● EXTRACTED RECORDS
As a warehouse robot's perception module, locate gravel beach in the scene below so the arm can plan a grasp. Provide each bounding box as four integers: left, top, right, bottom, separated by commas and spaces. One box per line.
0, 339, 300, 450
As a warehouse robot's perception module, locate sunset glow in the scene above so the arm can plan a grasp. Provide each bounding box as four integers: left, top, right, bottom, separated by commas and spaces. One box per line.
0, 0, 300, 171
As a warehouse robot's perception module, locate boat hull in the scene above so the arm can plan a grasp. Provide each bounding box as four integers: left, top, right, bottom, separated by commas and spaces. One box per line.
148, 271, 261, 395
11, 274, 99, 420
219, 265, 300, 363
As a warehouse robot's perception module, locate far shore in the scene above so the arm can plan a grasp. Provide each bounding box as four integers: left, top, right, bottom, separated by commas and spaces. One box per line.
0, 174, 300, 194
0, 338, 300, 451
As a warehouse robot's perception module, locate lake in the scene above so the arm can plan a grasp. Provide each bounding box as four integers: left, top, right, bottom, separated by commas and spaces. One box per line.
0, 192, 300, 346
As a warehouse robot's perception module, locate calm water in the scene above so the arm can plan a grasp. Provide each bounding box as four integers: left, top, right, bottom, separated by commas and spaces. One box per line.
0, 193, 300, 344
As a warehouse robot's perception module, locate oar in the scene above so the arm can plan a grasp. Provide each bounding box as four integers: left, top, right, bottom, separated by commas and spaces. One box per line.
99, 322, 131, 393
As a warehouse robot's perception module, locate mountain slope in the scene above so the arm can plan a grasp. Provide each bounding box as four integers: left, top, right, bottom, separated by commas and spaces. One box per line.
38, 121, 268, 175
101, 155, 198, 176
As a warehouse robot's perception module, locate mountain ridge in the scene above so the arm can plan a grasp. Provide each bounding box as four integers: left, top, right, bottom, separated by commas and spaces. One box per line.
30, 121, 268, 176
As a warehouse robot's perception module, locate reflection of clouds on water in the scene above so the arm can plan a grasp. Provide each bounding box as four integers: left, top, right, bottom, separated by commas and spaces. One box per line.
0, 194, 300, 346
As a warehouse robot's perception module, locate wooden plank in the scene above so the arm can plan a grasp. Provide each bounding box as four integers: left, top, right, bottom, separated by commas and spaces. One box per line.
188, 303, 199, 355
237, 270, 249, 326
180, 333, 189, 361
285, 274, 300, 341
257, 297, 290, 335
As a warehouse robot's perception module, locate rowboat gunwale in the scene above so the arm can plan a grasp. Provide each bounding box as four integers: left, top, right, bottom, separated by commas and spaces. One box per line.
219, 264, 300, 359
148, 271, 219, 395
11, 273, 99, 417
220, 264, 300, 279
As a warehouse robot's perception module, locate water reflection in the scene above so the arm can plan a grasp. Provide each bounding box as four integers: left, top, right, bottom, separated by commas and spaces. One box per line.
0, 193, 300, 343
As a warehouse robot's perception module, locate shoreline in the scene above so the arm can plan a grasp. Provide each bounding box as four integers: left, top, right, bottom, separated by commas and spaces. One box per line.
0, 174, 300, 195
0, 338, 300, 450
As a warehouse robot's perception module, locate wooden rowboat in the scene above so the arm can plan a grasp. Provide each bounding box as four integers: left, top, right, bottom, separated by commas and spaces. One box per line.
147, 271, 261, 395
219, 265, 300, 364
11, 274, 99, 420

● WHAT THE EXERCISE ASKS
Pull from the entries above each line in which the word "rowboat" appears, and reproduce those lines in full.

● THE COMPLETED TASK
As a warehouse robot's perception module, locate rowboat gunwale in the scene above so the arm can plan a grasp. Provide each bounding box as four integers: left, top, right, bottom, separated by commas and spaces. One box per line.
As a warehouse robot's perception module, locate wooden rowboat in the scene above so the arm can plan a grasp. Provide each bounding box as four integers: left, top, right, bottom, separated by commas and spaces. One box per line.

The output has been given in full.